>> begin Given records

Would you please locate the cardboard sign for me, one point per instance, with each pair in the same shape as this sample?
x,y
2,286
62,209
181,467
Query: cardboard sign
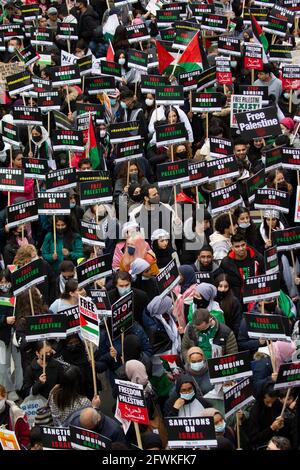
x,y
89,323
189,432
123,132
221,168
237,397
169,95
280,53
261,287
252,90
8,440
96,192
72,320
129,150
137,59
229,46
53,204
47,326
189,80
288,376
197,174
22,213
49,100
35,168
225,198
83,439
220,147
11,179
213,22
259,123
242,103
61,180
168,278
171,173
55,438
131,402
90,234
137,33
229,367
67,31
253,183
287,239
102,302
169,134
122,315
265,326
65,75
276,26
68,140
253,59
27,276
267,198
10,133
207,78
27,116
206,102
271,260
93,269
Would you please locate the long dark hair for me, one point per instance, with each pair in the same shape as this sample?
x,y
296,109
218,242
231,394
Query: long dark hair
x,y
69,388
226,303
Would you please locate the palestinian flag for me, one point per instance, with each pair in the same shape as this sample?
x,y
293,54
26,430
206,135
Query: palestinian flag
x,y
94,152
260,38
194,57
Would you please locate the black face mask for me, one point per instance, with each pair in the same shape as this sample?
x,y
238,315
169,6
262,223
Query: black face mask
x,y
201,303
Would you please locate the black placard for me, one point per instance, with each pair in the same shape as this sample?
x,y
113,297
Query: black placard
x,y
268,198
169,134
260,123
262,287
265,326
93,269
27,276
168,278
11,179
171,173
225,198
53,204
190,432
229,367
221,168
22,213
68,140
237,397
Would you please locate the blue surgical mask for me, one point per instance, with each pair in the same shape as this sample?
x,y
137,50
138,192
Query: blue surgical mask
x,y
196,366
220,427
124,290
187,396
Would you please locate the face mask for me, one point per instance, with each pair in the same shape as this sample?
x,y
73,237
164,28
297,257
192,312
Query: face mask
x,y
220,427
149,102
196,366
131,250
124,290
245,225
187,396
154,200
201,303
2,405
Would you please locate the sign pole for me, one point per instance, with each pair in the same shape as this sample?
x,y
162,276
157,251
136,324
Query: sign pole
x,y
138,435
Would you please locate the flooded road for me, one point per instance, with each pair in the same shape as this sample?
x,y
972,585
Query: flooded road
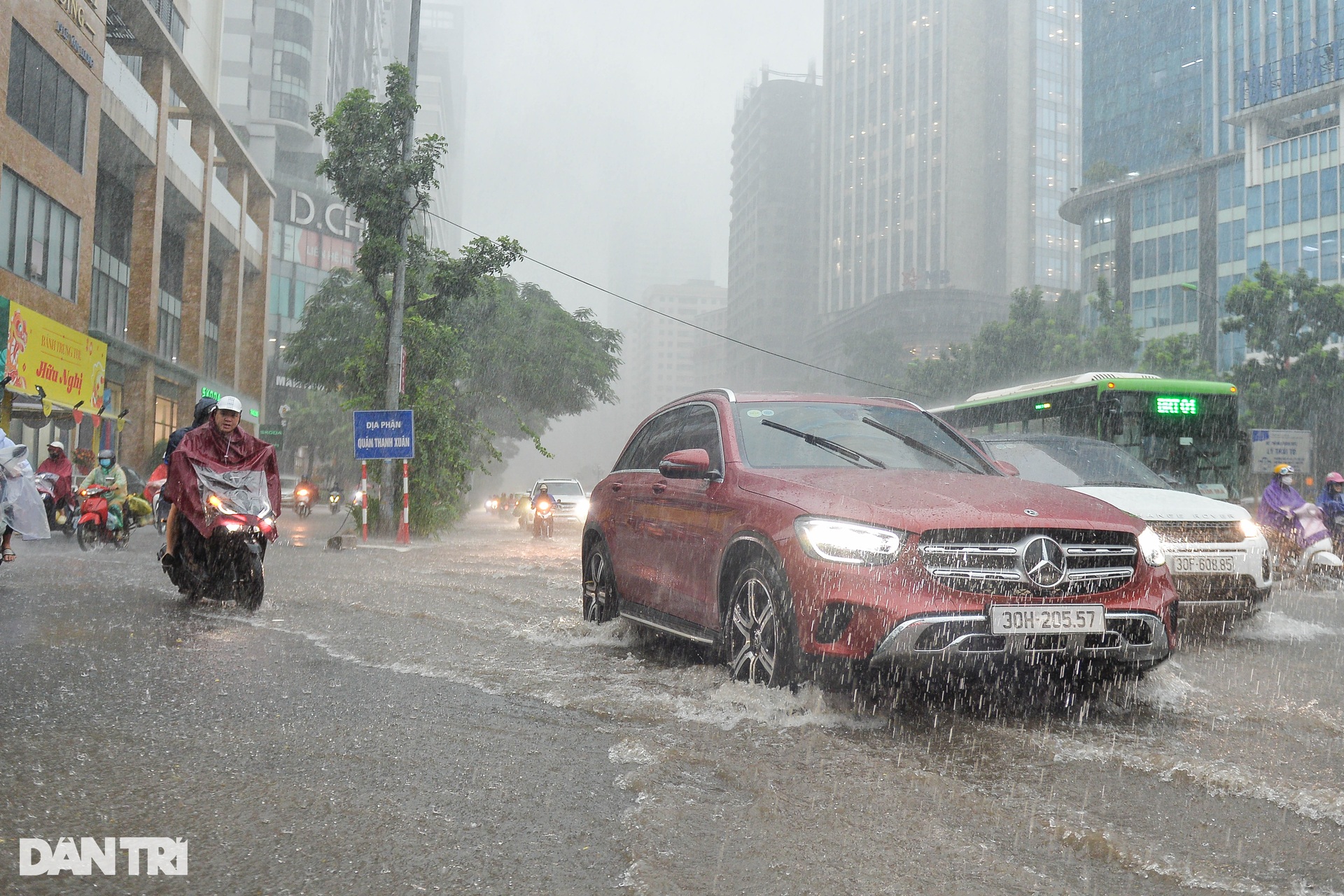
x,y
442,718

>> end Given records

_Your goal_:
Keep every word of the data as it is when you write it out, but drop the pictures.

_Answer to the task_:
Would you please locate the cardboard sign for me, one point per instance, with each pair in the same shape as this sample?
x,y
2,286
62,209
181,467
Query: cardboard sign
x,y
89,323
189,432
123,132
221,168
237,397
169,95
280,53
261,287
252,90
8,440
96,192
72,320
129,150
137,59
229,46
53,204
47,326
189,80
288,376
197,174
22,213
49,100
35,168
225,198
83,439
220,147
11,179
213,22
259,123
242,103
61,180
168,278
171,173
55,438
131,402
90,234
137,33
229,367
67,31
253,183
287,239
102,302
169,134
122,315
265,326
65,75
276,26
68,140
253,59
27,276
267,198
10,133
207,78
27,116
206,102
271,260
93,269
Would you please locate the long dark hair for me, one point per instance, with each pair in the same shape as this sample?
x,y
296,109
218,242
231,394
Query: long dark hair
x,y
69,388
226,303
Would you please locate the palestinian flag for me, one point per instance, with each pair in the same shape as this sample?
x,y
293,54
26,430
206,135
Query: palestinian flag
x,y
94,152
260,38
194,57
Would you please locate the black face mask for me, one point per instance, with each pair in the same shape as this sample?
x,y
238,315
169,6
262,223
Query: black face mask
x,y
201,303
Would you please locate the black placard for me, one point per instance, with each pair in the same shape as this sample?
x,y
113,297
Query: black placard
x,y
268,198
169,134
260,123
262,287
265,326
93,269
27,276
168,278
11,179
171,173
225,198
53,204
190,432
229,367
221,168
22,213
68,140
237,397
Would you please locate the blue surgical mask for me, one point per instance, with each pair in the same shape as this sample?
x,y
137,50
138,192
Query: blue surgical mask
x,y
196,366
220,427
124,290
187,396
Would you please locate the face mask for me, one point per instance, with each pair in the same shape as this sample?
x,y
73,237
164,28
297,257
192,312
Query: face mask
x,y
220,427
149,102
196,366
131,250
124,290
245,225
187,396
154,200
201,303
2,405
Would you please locate the sign pole for me, one point per instance, with each pair in the same shape as this sample?
x,y
162,276
157,251
136,324
Query: sign pole
x,y
138,435
Would you please locate the flooded road for me, one point per instance, with each pair in the same shape as this sample?
x,y
972,585
Query: flooded road
x,y
442,718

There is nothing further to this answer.